The representative of MACH and RENACE condemned the stripping of natural resources, an extractive system that fuses chemistry to mining with a high degree of contamination; and also made reference to hordes of miners that destroy fertile valleys and glaciers, divert rivers and streams, dry-up water resources and grind down mountains with dynamite. Barrick Gold´s promiscuous exploration was also referred to, along with the burning of waste and surplus from the camps at Veladero and Lama (4,500m high) and the use of poison to exterminate rodents - thus causing death of species fas condors, eagles and foxes.

Lino Pizzolón, a professor and researcher fromt Patagonia National University, criticized professionals who forget their ethical obligations towards communities. He also pointed out the effects that strip mining causes on hydraulic resources, warning participants against the loss of quality and volume of water inevitably caused by mining operations on high peaks, where local rivers are born. In Pizzolón´s view, "the mine will bring to an end viable forms of production, which have been carried on for ages".

San Guillermo Biosphere Reserve

The Madres Jachaleras Autoconvocadas (Organized Jachaleros' Mothers), other Organised groups from San Juan and FUNAM are to denounce the provincial government before UNESCO, stating that it does not protect the San Guillermo Biosphere Reserve, and that its passive attitude towards extractive projects "jeopardises the future of Jáchal and other communities in San Juan". Local people and rganizations are to contribute documents, videos and other "evidence so that UNESCO knows the truth".
* * * * * * * * *
Copy out the whole passage on mining in San Juan word for word, keeping every character as it appears.

(Data items)
* * * * * * * * *
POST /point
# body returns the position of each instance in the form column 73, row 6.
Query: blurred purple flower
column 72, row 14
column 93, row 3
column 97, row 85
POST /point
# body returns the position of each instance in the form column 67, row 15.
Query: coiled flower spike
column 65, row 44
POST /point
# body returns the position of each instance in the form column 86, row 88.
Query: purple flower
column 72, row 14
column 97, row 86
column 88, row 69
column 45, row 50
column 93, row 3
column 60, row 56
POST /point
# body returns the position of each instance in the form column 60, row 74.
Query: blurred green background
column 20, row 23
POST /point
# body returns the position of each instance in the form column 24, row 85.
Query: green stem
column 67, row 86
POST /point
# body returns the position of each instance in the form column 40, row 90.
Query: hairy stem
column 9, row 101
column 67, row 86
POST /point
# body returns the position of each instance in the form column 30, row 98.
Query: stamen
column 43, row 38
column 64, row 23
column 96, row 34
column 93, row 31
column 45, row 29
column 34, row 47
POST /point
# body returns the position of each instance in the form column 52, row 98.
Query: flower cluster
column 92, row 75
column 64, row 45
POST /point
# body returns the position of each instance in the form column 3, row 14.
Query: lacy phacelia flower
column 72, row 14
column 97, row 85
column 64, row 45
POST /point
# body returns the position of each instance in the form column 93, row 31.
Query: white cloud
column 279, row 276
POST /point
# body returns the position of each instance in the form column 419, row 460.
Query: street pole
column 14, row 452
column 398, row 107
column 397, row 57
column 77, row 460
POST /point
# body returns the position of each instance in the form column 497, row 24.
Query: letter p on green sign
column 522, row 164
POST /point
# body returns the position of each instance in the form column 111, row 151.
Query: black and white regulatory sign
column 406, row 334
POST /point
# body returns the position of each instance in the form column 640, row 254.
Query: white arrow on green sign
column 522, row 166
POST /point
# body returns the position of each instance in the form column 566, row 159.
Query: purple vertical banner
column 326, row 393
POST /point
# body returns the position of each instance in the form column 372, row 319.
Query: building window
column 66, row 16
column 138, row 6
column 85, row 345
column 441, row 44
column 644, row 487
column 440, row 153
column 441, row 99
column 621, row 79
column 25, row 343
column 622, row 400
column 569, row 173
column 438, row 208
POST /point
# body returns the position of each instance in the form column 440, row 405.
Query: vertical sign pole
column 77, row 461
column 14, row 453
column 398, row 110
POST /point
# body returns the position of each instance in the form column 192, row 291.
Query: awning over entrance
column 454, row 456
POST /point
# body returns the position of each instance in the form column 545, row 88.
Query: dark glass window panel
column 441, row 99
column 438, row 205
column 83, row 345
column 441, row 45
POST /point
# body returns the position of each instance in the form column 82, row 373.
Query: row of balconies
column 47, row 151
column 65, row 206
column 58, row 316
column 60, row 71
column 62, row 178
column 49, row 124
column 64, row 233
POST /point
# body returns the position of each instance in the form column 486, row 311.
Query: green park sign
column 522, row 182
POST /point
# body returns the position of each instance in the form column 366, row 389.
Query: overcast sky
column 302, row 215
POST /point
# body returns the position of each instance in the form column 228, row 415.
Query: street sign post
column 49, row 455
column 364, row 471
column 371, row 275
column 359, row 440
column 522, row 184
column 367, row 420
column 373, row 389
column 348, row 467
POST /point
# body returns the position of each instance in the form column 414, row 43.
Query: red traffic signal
* * * * * * * * *
▸ Solution:
The representative of MACH and RENACE condemned the stripping of natural resources, an extractive system that fuses chemistry to mining with a high degree of contamination; and also made reference to hordes of miners that destroy fertile valleys and glaciers, divert rivers and streams, dry-up water resources and grind down mountains with dynamite. Barrick Gold´s promiscuous exploration was also referred to, along with the burning of waste and surplus from the camps at Veladero and Lama (4,500m high) and the use of poison to exterminate rodents - thus causing death of species fas condors, eagles and foxes.

Lino Pizzolón, a professor and researcher fromt Patagonia National University, criticized professionals who forget their ethical obligations towards communities. He also pointed out the effects that strip mining causes on hydraulic resources, warning participants against the loss of quality and volume of water inevitably caused by mining operations on high peaks, where local rivers are born. In Pizzolón´s view, "the mine will bring to an end viable forms of production, which have been carried on for ages".

San Guillermo Biosphere Reserve

The Madres Jachaleras Autoconvocadas (Organized Jachaleros' Mothers), other Organised groups from San Juan and FUNAM are to denounce the provincial government before UNESCO, stating that it does not protect the San Guillermo Biosphere Reserve, and that its passive attitude towards extractive projects "jeopardises the future of Jáchal and other communities in San Juan". Local people and rganizations are to contribute documents, videos and other "evidence so that UNESCO knows the truth".